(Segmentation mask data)
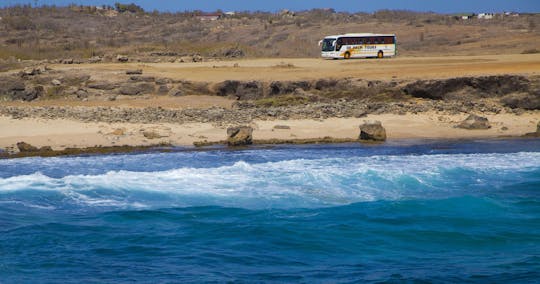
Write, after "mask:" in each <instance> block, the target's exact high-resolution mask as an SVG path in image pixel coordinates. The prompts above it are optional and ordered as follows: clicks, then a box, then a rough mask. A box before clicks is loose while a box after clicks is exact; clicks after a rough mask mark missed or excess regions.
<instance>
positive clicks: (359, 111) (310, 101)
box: [0, 67, 540, 157]
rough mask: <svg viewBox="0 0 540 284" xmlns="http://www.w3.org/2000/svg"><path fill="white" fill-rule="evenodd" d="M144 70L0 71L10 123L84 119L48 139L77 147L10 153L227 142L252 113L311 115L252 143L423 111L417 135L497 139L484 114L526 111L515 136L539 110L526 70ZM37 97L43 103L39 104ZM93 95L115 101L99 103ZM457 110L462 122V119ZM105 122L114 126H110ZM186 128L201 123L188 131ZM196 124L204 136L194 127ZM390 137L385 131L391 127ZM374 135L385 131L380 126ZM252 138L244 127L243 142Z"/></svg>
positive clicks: (341, 137) (260, 141) (5, 117)
mask: <svg viewBox="0 0 540 284" xmlns="http://www.w3.org/2000/svg"><path fill="white" fill-rule="evenodd" d="M143 73H144V71H143V70H141V69H133V70H131V69H129V70H125V71H123V72H122V74H116V75H115V76H111V77H110V78H109V77H106V76H102V75H96V74H94V75H90V74H86V73H84V70H83V71H81V70H71V71H55V70H52V69H50V68H47V67H29V68H27V69H25V70H22V71H20V72H18V73H10V74H7V73H4V74H0V100H2V101H4V102H6V103H5V104H2V105H0V117H4V118H8V119H11V120H13V121H17V120H31V119H38V120H45V121H59V120H65V121H75V122H77V123H82V124H86V125H80V124H78V126H77V127H78V128H79V129H82V130H78V133H84V134H85V135H86V136H85V138H80V137H79V136H80V135H79V134H77V133H70V134H69V135H71V136H72V137H71V138H70V139H68V140H70V141H71V142H70V143H56V144H55V145H56V147H57V148H60V147H61V146H62V145H68V144H69V145H73V147H75V149H78V150H74V148H73V147H71V148H70V147H64V148H65V149H60V150H58V149H56V150H52V149H50V147H49V148H45V149H43V151H42V150H39V151H21V152H20V153H16V155H18V156H16V157H19V156H36V155H39V156H50V155H73V154H85V153H109V152H117V150H118V151H120V152H123V151H133V150H134V151H137V150H138V149H139V147H141V146H142V147H153V146H154V145H155V144H156V143H157V144H158V145H186V144H189V145H195V146H205V145H213V144H221V143H228V144H231V142H223V141H224V140H223V138H224V135H225V130H224V129H226V128H227V127H234V126H250V125H255V127H258V126H257V125H256V123H254V121H258V123H261V122H265V121H268V122H272V121H276V122H281V123H283V122H285V124H287V122H291V121H299V120H309V121H311V122H305V123H304V124H303V125H301V126H299V127H298V128H296V129H294V130H293V131H291V130H290V127H289V126H287V125H285V126H286V127H288V128H284V129H283V130H281V129H278V130H277V131H278V132H279V131H281V132H282V134H279V135H278V134H276V133H274V132H272V131H274V129H273V128H271V127H270V128H268V126H267V128H268V129H266V130H259V129H256V131H257V135H262V136H259V137H255V138H253V141H252V142H253V143H254V144H281V143H291V144H305V143H343V142H355V141H358V139H357V138H351V137H352V136H356V137H358V133H352V132H351V130H350V129H349V130H347V131H342V132H339V133H337V132H334V134H335V135H336V136H331V135H327V133H330V132H332V131H333V128H336V127H340V125H327V126H326V128H325V129H324V130H323V129H319V128H316V129H313V127H320V126H316V125H315V124H314V123H317V122H321V123H323V122H324V121H327V120H332V119H343V120H344V121H345V120H349V119H352V120H351V121H354V122H353V123H357V124H356V125H355V126H354V127H352V126H351V125H349V126H348V127H352V128H357V127H358V125H359V124H360V121H359V119H362V118H366V117H372V116H385V115H391V116H394V117H393V118H391V119H390V120H389V121H390V122H391V123H393V124H391V127H392V131H394V133H395V131H400V130H399V129H400V128H403V125H402V124H401V123H404V125H405V126H407V127H412V126H411V125H415V124H418V121H415V120H417V119H418V116H419V115H420V116H422V115H423V118H422V119H423V121H422V122H421V123H420V124H422V126H421V127H425V129H424V130H422V131H420V132H419V133H418V134H415V135H417V136H420V137H422V135H427V137H453V136H454V135H462V137H472V135H470V134H464V133H462V132H456V131H455V130H452V128H454V127H459V128H462V129H484V130H485V131H487V132H485V134H484V135H486V136H485V137H497V136H504V135H505V133H508V132H506V131H507V130H508V129H509V128H508V127H507V125H506V123H505V122H503V121H501V120H500V119H499V120H498V121H497V122H496V123H495V125H496V129H490V128H491V127H492V126H491V124H490V121H488V119H487V118H485V117H484V116H490V117H492V118H495V117H499V118H500V117H501V116H505V115H506V116H508V115H509V116H511V117H513V118H511V119H514V118H515V117H520V116H522V115H526V116H527V118H521V119H520V122H519V123H518V124H516V125H517V126H518V127H516V128H515V129H512V133H513V136H521V135H524V134H525V133H526V132H524V131H523V130H527V131H528V129H529V127H530V126H531V123H534V124H535V125H536V123H538V119H539V118H540V115H537V114H538V112H539V111H540V76H535V75H529V76H522V75H497V76H478V77H460V78H450V79H432V80H397V79H396V80H394V79H392V80H389V81H376V80H362V79H355V78H344V79H317V80H296V81H269V82H267V81H234V80H226V81H223V82H218V83H205V82H189V81H185V80H172V79H170V78H163V77H156V76H147V75H143ZM201 96H205V98H206V99H209V101H210V102H209V103H207V104H206V105H205V106H202V107H189V106H180V107H169V106H167V105H166V104H165V105H163V106H157V107H156V106H154V107H152V104H151V103H140V104H139V106H126V105H123V103H124V102H130V101H131V102H133V101H138V102H145V100H147V99H150V98H178V97H189V99H190V100H193V101H197V100H198V98H202V97H201ZM216 99H219V100H221V101H226V102H227V103H226V104H224V105H226V106H216V105H214V104H212V102H215V101H216ZM47 101H56V102H57V103H58V104H59V106H47V104H46V103H45V102H47ZM67 101H69V102H70V103H69V105H67V104H66V105H64V104H63V102H67ZM40 102H41V103H44V104H42V105H40ZM77 102H85V103H86V102H89V103H94V105H92V104H86V105H85V104H83V103H81V104H78V103H77ZM100 102H119V103H118V104H117V105H114V104H113V105H114V106H104V105H102V104H100ZM401 117H403V118H401ZM465 117H467V120H468V121H467V120H466V121H463V119H464V118H465ZM529 117H532V119H529ZM13 121H10V122H9V123H13ZM351 121H348V122H347V123H350V122H351ZM400 121H403V122H400ZM55 123H56V122H51V124H47V126H45V127H47V128H48V127H51V126H52V125H53V124H55ZM99 123H101V124H104V125H94V126H93V127H94V128H93V129H95V130H92V131H94V132H92V131H90V130H84V129H88V126H87V125H88V124H99ZM336 123H337V122H336ZM512 123H515V122H512ZM113 124H115V126H112V125H113ZM121 124H126V125H121ZM128 124H137V126H129V125H128ZM152 124H153V125H152ZM162 124H164V125H165V124H166V126H164V125H162ZM189 124H201V125H203V126H201V125H198V126H189ZM35 125H36V124H31V126H30V127H37V126H35ZM107 125H109V126H107ZM56 127H60V130H55V131H60V132H61V131H62V129H61V126H56ZM193 127H195V128H197V127H198V128H201V127H202V128H201V129H206V130H200V129H199V130H197V129H195V130H193V129H192V128H193ZM250 127H251V126H250ZM440 127H444V128H446V130H445V131H446V132H445V133H444V134H436V133H438V132H439V131H440V130H439V129H440ZM147 128H148V129H158V128H163V129H165V130H166V131H165V130H163V131H162V132H163V133H161V134H159V135H146V134H148V133H150V132H151V131H150V132H149V131H148V130H147ZM173 128H174V129H173ZM518 129H519V130H518ZM210 130H211V131H210ZM298 130H300V132H302V133H303V134H302V135H303V136H302V137H298V136H297V135H296V133H295V131H298ZM319 130H320V131H319ZM66 131H68V130H66ZM201 131H202V132H204V134H201ZM205 131H206V132H205ZM251 131H253V129H252V130H251ZM261 131H262V132H261ZM265 131H266V132H265ZM325 131H326V132H325ZM475 131H477V130H475ZM518 131H519V132H518ZM12 132H13V131H12ZM15 132H17V131H15ZM55 133H56V132H55ZM152 133H154V132H152ZM156 133H157V132H156ZM261 133H262V134H261ZM432 133H435V134H432ZM29 134H30V135H31V133H29ZM529 134H530V135H529V136H528V137H537V134H535V133H534V132H531V133H529ZM36 135H37V134H36ZM36 135H34V136H36ZM39 135H40V136H39V137H40V138H39V139H38V144H40V146H49V145H51V144H46V143H51V142H55V141H53V140H50V139H49V137H48V135H51V134H39ZM55 135H56V134H55ZM276 135H277V136H276ZM390 135H394V134H393V133H392V132H390ZM400 135H401V136H406V134H400ZM383 136H384V137H385V138H386V133H385V134H384V135H383ZM9 137H11V138H9V139H6V140H4V142H3V143H4V146H5V147H9V148H10V149H14V148H16V147H15V146H14V145H15V144H14V143H17V142H20V141H15V142H14V141H12V140H13V139H15V137H27V133H24V132H22V133H21V132H17V133H16V134H12V135H11V136H9ZM30 137H31V136H30ZM78 137H79V138H78ZM96 137H97V138H96ZM261 137H262V138H261ZM381 137H382V136H381ZM415 137H416V136H415ZM0 138H2V137H0ZM55 139H56V138H55ZM251 140H252V138H251V135H250V139H249V141H250V143H251ZM35 141H36V140H35ZM47 141H49V142H47ZM89 141H92V142H89ZM116 142H118V144H116ZM77 143H85V144H84V145H80V144H77ZM91 143H95V144H91ZM101 143H105V144H101ZM120 143H127V144H126V145H125V146H117V145H122V144H120ZM141 143H142V144H141ZM232 144H234V143H232ZM248 144H249V143H248ZM93 145H95V146H93ZM100 145H104V146H100ZM117 147H119V148H117ZM2 155H3V156H4V157H7V156H10V155H11V154H9V153H7V152H4V153H3V154H2ZM13 157H15V156H13Z"/></svg>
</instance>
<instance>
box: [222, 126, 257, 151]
mask: <svg viewBox="0 0 540 284" xmlns="http://www.w3.org/2000/svg"><path fill="white" fill-rule="evenodd" d="M252 143H253V128H252V127H249V126H236V127H229V128H227V144H228V145H229V146H241V145H251V144H252Z"/></svg>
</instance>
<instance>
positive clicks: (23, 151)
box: [17, 142, 39, 152]
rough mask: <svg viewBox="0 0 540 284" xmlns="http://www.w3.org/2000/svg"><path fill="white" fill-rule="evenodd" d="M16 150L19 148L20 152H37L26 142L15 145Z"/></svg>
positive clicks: (33, 146)
mask: <svg viewBox="0 0 540 284" xmlns="http://www.w3.org/2000/svg"><path fill="white" fill-rule="evenodd" d="M17 148H19V151H20V152H37V151H39V149H38V148H37V147H35V146H32V145H30V144H28V143H26V142H19V143H17Z"/></svg>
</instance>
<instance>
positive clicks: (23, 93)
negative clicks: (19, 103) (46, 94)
mask: <svg viewBox="0 0 540 284" xmlns="http://www.w3.org/2000/svg"><path fill="white" fill-rule="evenodd" d="M44 93H45V89H44V88H43V86H26V87H25V88H24V91H22V92H16V93H14V94H13V96H12V98H13V99H14V100H23V101H25V102H29V101H33V100H35V99H37V98H39V97H41V96H42V95H43V94H44Z"/></svg>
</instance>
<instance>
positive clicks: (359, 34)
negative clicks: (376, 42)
mask: <svg viewBox="0 0 540 284" xmlns="http://www.w3.org/2000/svg"><path fill="white" fill-rule="evenodd" d="M368 36H396V35H395V34H372V33H356V34H354V33H351V34H342V35H332V36H327V37H325V38H339V37H368Z"/></svg>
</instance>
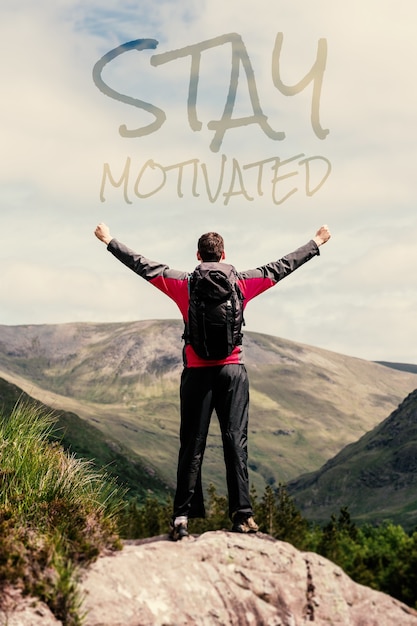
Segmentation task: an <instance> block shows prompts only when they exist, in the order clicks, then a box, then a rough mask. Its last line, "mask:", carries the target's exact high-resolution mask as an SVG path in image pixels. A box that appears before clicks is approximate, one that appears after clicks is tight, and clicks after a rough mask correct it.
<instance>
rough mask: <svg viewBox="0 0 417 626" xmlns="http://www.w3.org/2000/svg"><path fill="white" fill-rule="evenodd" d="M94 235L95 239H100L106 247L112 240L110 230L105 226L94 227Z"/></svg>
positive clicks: (106, 226)
mask: <svg viewBox="0 0 417 626" xmlns="http://www.w3.org/2000/svg"><path fill="white" fill-rule="evenodd" d="M94 234H95V236H96V237H97V239H100V241H102V242H103V243H105V244H106V245H108V244H109V243H110V241H111V240H112V239H113V237H112V236H111V235H110V229H109V227H108V226H106V224H99V225H98V226H97V227H96V229H95V231H94Z"/></svg>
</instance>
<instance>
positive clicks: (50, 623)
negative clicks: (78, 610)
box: [0, 587, 61, 626]
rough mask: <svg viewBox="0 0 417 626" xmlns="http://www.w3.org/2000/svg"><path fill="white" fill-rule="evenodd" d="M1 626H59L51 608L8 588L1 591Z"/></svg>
mask: <svg viewBox="0 0 417 626" xmlns="http://www.w3.org/2000/svg"><path fill="white" fill-rule="evenodd" d="M0 600H1V602H0V604H1V608H0V625H1V626H59V625H60V624H61V622H59V621H58V620H57V619H55V617H54V616H53V615H52V613H51V611H50V610H49V608H48V607H47V606H46V605H45V604H43V603H42V602H39V601H38V600H35V599H34V598H28V597H24V596H23V595H22V593H21V592H20V590H19V589H15V588H13V587H6V588H2V589H1V598H0Z"/></svg>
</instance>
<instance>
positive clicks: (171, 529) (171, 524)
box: [169, 516, 188, 541]
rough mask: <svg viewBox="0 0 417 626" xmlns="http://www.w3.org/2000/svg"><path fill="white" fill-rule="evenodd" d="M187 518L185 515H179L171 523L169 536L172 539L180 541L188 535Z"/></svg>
mask: <svg viewBox="0 0 417 626" xmlns="http://www.w3.org/2000/svg"><path fill="white" fill-rule="evenodd" d="M187 522H188V520H187V518H186V517H184V516H181V517H177V518H176V519H175V520H173V521H172V522H171V524H170V531H169V538H170V539H171V540H172V541H180V540H181V539H183V538H184V537H188V528H187Z"/></svg>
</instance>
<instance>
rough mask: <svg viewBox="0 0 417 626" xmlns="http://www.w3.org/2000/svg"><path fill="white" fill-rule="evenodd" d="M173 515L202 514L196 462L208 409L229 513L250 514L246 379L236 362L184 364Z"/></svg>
mask: <svg viewBox="0 0 417 626" xmlns="http://www.w3.org/2000/svg"><path fill="white" fill-rule="evenodd" d="M180 398H181V427H180V451H179V455H178V471H177V490H176V494H175V499H174V517H177V516H179V515H186V516H187V517H204V516H205V508H204V498H203V489H202V484H201V465H202V462H203V457H204V451H205V448H206V441H207V435H208V430H209V425H210V420H211V416H212V413H213V410H215V411H216V414H217V417H218V420H219V424H220V430H221V434H222V441H223V454H224V461H225V465H226V482H227V490H228V495H229V515H230V517H232V515H233V514H234V513H235V512H237V511H238V512H242V513H248V514H252V507H251V503H250V496H249V478H248V467H247V459H248V450H247V447H248V445H247V444H248V438H247V434H248V415H249V413H248V409H249V381H248V375H247V372H246V368H245V366H244V365H240V364H230V365H222V366H215V367H195V368H185V369H184V370H183V372H182V376H181V388H180Z"/></svg>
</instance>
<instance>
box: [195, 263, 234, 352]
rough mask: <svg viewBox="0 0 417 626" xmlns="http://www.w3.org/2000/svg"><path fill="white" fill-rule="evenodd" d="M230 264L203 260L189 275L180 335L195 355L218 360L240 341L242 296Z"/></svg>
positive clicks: (233, 270)
mask: <svg viewBox="0 0 417 626" xmlns="http://www.w3.org/2000/svg"><path fill="white" fill-rule="evenodd" d="M236 279H237V274H236V270H235V268H234V267H233V265H227V264H226V263H216V262H205V263H201V264H200V265H198V266H197V267H196V269H195V270H194V272H193V273H192V274H191V276H190V278H189V295H190V302H189V308H188V324H186V328H185V333H184V338H185V341H186V343H190V344H191V345H192V347H193V348H194V350H195V352H196V353H197V354H198V356H199V357H201V358H203V359H214V360H221V359H225V358H226V357H227V356H229V355H230V354H231V352H232V351H233V349H234V348H235V347H236V346H238V345H240V344H241V343H242V332H241V328H242V325H243V324H244V319H243V296H242V293H241V291H240V289H239V286H238V285H237V283H236Z"/></svg>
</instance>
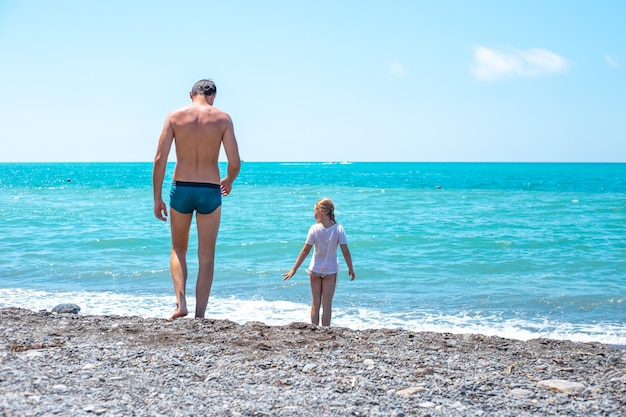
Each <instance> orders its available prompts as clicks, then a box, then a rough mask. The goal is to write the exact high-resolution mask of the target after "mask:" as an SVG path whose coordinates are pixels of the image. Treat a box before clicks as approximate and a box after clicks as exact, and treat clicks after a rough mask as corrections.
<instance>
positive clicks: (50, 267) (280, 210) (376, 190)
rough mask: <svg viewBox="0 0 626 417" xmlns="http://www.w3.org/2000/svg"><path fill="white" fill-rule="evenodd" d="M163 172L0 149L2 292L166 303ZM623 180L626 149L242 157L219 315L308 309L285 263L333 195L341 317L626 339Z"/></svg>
mask: <svg viewBox="0 0 626 417" xmlns="http://www.w3.org/2000/svg"><path fill="white" fill-rule="evenodd" d="M172 168H173V166H171V165H170V167H169V171H168V176H167V178H166V184H167V183H169V181H170V180H171V171H172ZM151 170H152V165H151V164H150V163H54V164H48V163H42V164H22V163H15V164H11V163H5V164H0V222H1V224H2V227H1V229H0V253H2V254H3V256H2V260H1V261H0V265H1V266H0V278H1V279H0V307H6V306H19V307H25V308H30V309H34V310H38V309H48V310H49V309H50V308H52V307H53V306H55V305H56V304H58V303H61V302H75V303H77V304H79V305H80V306H81V307H82V313H84V314H121V315H140V316H144V317H168V316H169V315H170V314H171V312H172V310H173V307H174V295H173V290H172V285H171V279H170V276H169V269H168V268H169V266H168V256H169V255H168V254H169V225H168V224H165V223H162V222H160V221H158V220H156V219H155V218H154V216H153V214H152V190H151ZM625 190H626V164H514V163H502V164H496V163H490V164H480V163H466V164H465V163H352V164H346V163H251V162H246V163H244V164H243V168H242V172H241V174H240V177H239V178H238V179H237V182H236V183H235V187H234V189H233V193H232V194H231V195H230V196H228V197H226V198H225V199H224V208H223V215H222V227H221V229H220V235H219V237H218V249H217V259H216V276H215V281H214V285H213V291H212V294H211V299H210V301H209V308H208V310H207V316H208V317H213V318H226V319H230V320H233V321H237V322H241V323H243V322H247V321H262V322H265V323H268V324H286V323H290V322H293V321H308V304H309V299H310V289H309V285H308V277H307V275H306V273H305V271H304V268H301V270H300V271H299V272H298V274H297V275H296V277H294V278H293V279H292V280H290V281H286V282H285V281H282V276H281V274H283V273H285V272H287V271H288V270H289V268H290V267H291V265H292V264H293V262H294V260H295V258H296V256H297V254H298V251H299V250H300V248H301V247H302V244H303V243H304V239H305V237H306V232H307V230H308V227H309V226H310V225H311V224H312V223H313V222H314V219H313V204H314V203H315V201H317V200H318V199H319V198H321V197H330V198H332V199H333V200H334V201H335V205H336V214H337V220H338V221H339V223H341V224H342V225H343V226H344V227H345V229H346V232H347V234H348V244H349V247H350V250H351V252H352V255H353V259H354V265H355V271H356V274H357V278H356V280H355V281H353V282H350V280H349V278H348V277H347V271H346V269H345V267H344V264H343V261H342V260H341V257H340V260H341V265H342V268H343V270H342V271H341V272H340V277H339V286H338V289H337V292H336V295H335V301H334V315H333V325H335V326H344V327H350V328H355V329H363V328H374V327H392V328H395V327H400V328H406V329H411V330H417V331H421V330H433V331H445V332H454V333H465V332H477V333H483V334H488V335H499V336H505V337H512V338H517V339H529V338H535V337H551V338H558V339H569V340H575V341H599V342H604V343H610V344H616V345H626V238H625V237H626V194H625ZM194 238H195V236H194V234H193V233H192V244H191V247H190V250H189V255H190V257H189V261H190V263H189V268H190V280H189V283H188V285H189V287H188V291H189V293H190V294H193V290H194V285H195V277H194V274H195V273H196V272H197V268H196V265H197V262H196V261H195V248H196V245H195V239H194ZM190 302H191V306H192V307H193V304H194V300H193V298H191V299H190Z"/></svg>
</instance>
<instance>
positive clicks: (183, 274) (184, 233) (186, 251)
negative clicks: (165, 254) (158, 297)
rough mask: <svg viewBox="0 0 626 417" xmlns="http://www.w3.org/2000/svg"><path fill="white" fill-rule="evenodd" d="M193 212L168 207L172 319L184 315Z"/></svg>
mask: <svg viewBox="0 0 626 417" xmlns="http://www.w3.org/2000/svg"><path fill="white" fill-rule="evenodd" d="M192 216H193V214H191V213H189V214H182V213H179V212H177V211H176V210H174V209H172V208H171V207H170V227H171V229H172V251H171V252H170V271H171V273H172V282H173V283H174V291H175V292H176V310H174V314H172V317H171V318H172V319H175V318H178V317H184V316H186V315H187V314H188V311H187V297H186V293H187V290H186V286H187V247H188V245H189V228H190V227H191V219H192Z"/></svg>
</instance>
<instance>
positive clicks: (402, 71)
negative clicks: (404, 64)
mask: <svg viewBox="0 0 626 417" xmlns="http://www.w3.org/2000/svg"><path fill="white" fill-rule="evenodd" d="M389 73H390V74H391V75H393V76H394V77H397V78H403V77H404V76H405V75H406V69H405V68H404V65H402V64H401V63H399V62H397V61H392V62H390V63H389Z"/></svg>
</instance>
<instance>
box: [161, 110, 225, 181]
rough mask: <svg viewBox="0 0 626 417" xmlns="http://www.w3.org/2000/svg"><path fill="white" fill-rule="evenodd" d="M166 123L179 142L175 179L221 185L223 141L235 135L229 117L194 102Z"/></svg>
mask: <svg viewBox="0 0 626 417" xmlns="http://www.w3.org/2000/svg"><path fill="white" fill-rule="evenodd" d="M167 123H169V125H170V126H171V130H172V133H173V136H174V142H175V143H176V169H175V171H174V179H175V180H177V181H199V182H211V183H215V184H218V183H219V182H220V174H219V169H218V166H217V161H218V157H219V151H220V146H221V145H222V138H223V137H224V136H227V135H232V121H231V119H230V117H229V116H228V115H227V114H226V113H224V112H222V111H221V110H219V109H217V108H215V107H213V106H210V105H208V104H202V103H192V104H190V105H188V106H185V107H183V108H180V109H178V110H176V111H174V112H172V113H171V114H170V115H169V117H168V118H167Z"/></svg>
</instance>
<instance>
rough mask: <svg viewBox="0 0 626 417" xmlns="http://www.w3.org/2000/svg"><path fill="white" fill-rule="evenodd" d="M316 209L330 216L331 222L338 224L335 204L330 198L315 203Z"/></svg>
mask: <svg viewBox="0 0 626 417" xmlns="http://www.w3.org/2000/svg"><path fill="white" fill-rule="evenodd" d="M315 208H316V209H318V210H319V211H321V212H322V213H324V214H328V217H330V221H331V222H333V223H337V222H336V221H335V205H334V204H333V200H331V199H330V198H322V199H321V200H318V201H317V203H315Z"/></svg>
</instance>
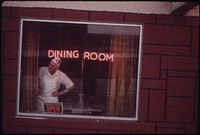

- [Exercise requirements] Output the lines of the data exactly, starting at the first and ending with the line that has "70L0 71L10 123L84". Pictures are not part of it.

- [Exercise answer]
Write, after "mask:" in each <instance> block, the target's exact high-resolution mask as an SVG path in image pixel coordinates. The prompts above it are optional and ordered as follows: clicks, then a box, then a rough mask. A box before clicks is loose while a box after clicks is exact; clicks after a rough mask mark missed or excess regions.
<instance>
positive clicks: (359, 111) (310, 101)
box: [0, 67, 540, 157]
rough mask: <svg viewBox="0 0 540 284" xmlns="http://www.w3.org/2000/svg"><path fill="white" fill-rule="evenodd" d="M144 70L0 71L10 123L84 119L48 139L77 147L10 153L227 142L252 113L311 115L252 143L423 111L417 135L497 139L484 114L526 111L515 136L539 110L526 70ZM37 97L43 103L39 104ZM93 95L115 101L99 103ZM457 110L462 122V119ZM105 122L114 126H110ZM186 128L201 123L188 131ZM196 124L204 136L194 127ZM390 137L385 131L391 127ZM374 135L385 131L380 126ZM252 138L244 127L243 142Z"/></svg>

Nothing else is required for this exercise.